## SELECTED EXTRACT
════════════════════
Facebook’s infamous Project Spartan, the company’s HTML5 app store, went live yesterday as part of the update to the Facebook mobile web site, iPhone app and new iPad app. As part of that silent release – no fanfare, no CEO on a stage, no sweaty Mark Zuckerberg – Facebook gaming giant “wooga” launched the new platform’s first game, Magic Land Island.

While the game itself is mildly interesting, it’s the technology aspect that is worth noting, and wooga’s CTO, Philipp Moeser, seems particularly excited about the possibilities afforded by mobile HTML5 applications…

In a press release sent to iDownloadBlog today, Moeser said that the company was surprised by the power of HTML5, and that they expect it to give rise to a new segment in the market.

“The rapid technological development and possibilities of HTML5 surprised us during the development process and we are really seeing a lot of potential for a new segment of mobile social games.”

The team at wooga is understandably excited by their new baby too, which acts as a mobile version of the Facebook game going by the same name, sans the ‘island’ part and they go so far as to claim Magic Land Island as “one of the technologically most sophisticated mobile HTML5 games.”
════════════════════
[Rows from a dataset]
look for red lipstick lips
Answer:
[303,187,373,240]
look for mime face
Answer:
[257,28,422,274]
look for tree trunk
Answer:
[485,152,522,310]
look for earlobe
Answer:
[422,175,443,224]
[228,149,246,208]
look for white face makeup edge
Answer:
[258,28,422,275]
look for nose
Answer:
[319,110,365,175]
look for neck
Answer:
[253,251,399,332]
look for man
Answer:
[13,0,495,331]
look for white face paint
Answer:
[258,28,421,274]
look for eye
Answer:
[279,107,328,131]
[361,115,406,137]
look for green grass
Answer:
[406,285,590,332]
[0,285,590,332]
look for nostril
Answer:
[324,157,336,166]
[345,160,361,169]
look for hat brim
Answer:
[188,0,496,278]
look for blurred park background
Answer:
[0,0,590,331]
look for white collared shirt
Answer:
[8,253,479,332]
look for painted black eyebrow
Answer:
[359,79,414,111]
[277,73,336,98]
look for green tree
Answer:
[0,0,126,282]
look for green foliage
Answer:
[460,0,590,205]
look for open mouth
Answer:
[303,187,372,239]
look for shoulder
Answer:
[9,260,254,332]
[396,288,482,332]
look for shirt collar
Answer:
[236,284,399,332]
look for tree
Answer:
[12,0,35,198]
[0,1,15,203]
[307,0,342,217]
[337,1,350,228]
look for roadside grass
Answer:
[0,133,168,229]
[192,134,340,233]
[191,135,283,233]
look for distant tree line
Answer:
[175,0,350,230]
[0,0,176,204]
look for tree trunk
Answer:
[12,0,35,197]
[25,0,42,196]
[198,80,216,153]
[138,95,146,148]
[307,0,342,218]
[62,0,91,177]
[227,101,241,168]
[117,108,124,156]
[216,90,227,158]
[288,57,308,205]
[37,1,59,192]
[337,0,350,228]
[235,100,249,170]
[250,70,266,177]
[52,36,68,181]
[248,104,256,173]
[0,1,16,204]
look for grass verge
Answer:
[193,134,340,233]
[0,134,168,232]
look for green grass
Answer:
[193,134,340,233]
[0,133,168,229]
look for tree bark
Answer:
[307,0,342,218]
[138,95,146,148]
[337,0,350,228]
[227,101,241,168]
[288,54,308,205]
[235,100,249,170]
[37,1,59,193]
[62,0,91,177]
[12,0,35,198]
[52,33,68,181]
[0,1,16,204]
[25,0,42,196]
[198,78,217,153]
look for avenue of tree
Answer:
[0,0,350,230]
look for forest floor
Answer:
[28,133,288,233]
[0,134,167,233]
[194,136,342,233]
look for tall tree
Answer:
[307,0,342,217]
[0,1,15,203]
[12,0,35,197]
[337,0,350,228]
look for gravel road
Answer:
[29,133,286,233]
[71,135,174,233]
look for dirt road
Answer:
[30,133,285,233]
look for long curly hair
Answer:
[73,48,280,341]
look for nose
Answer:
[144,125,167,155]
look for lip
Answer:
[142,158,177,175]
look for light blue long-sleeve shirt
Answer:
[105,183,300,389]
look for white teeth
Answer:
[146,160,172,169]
════════════════════
## OBJECTIVE
In the piece on Facebook's Project Spartan, what was the name of the first game launched on the new platform?

## OUTPUT BELOW
Magic Land Island